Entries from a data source
<<<<
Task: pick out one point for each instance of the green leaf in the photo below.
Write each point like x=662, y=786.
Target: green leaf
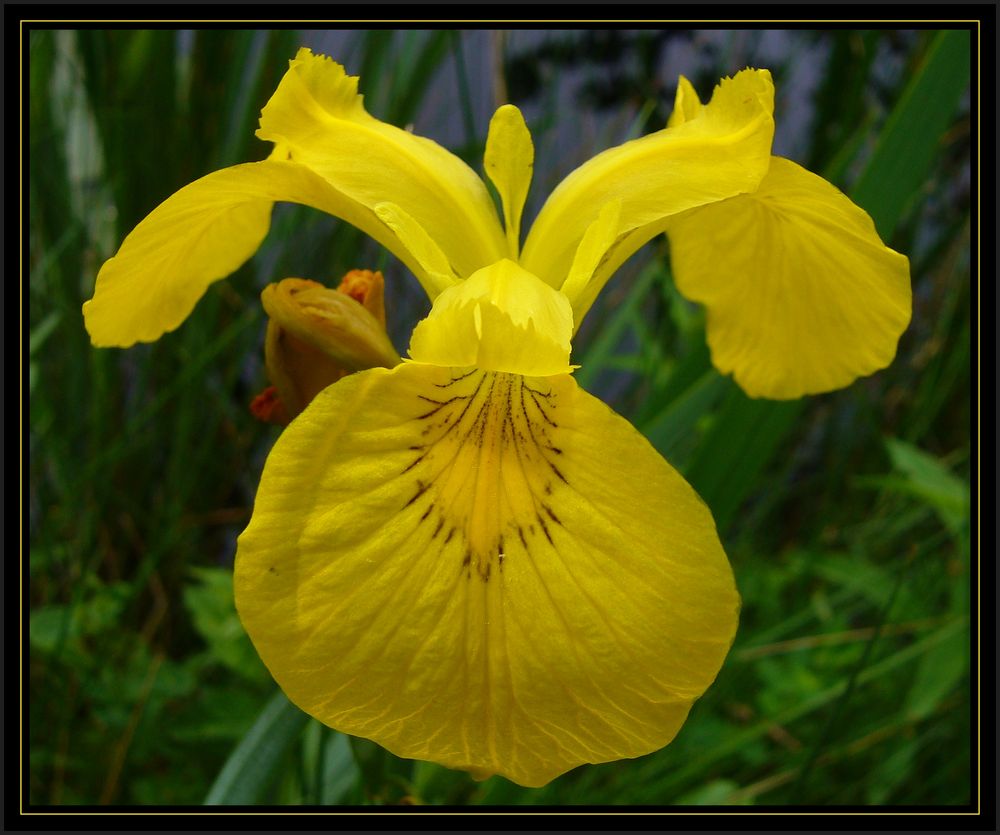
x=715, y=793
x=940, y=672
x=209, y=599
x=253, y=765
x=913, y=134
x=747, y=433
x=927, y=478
>>>>
<<<<
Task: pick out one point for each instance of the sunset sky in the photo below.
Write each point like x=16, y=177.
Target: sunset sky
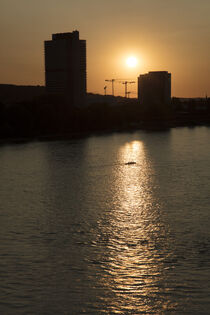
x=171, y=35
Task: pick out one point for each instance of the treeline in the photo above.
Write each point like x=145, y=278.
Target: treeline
>>>>
<<<<
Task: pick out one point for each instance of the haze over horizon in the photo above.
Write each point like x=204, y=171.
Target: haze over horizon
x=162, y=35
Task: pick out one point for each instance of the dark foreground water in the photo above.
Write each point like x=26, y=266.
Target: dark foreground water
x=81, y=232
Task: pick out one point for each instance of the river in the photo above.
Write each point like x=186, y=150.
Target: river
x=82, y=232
>>>>
● **What you should do**: Could you return the stretch of entries from the line containing "Task: pick out one point for each instance of the green" through the line containing "x=927, y=478", both lines included, copied word for word but with the picture left out?

● **Exercise output**:
Task: pick out one point for each instance of the green leaf in the photo below.
Write each point like x=662, y=786.
Target: green leaf
x=715, y=793
x=940, y=672
x=209, y=599
x=253, y=765
x=913, y=134
x=747, y=433
x=927, y=478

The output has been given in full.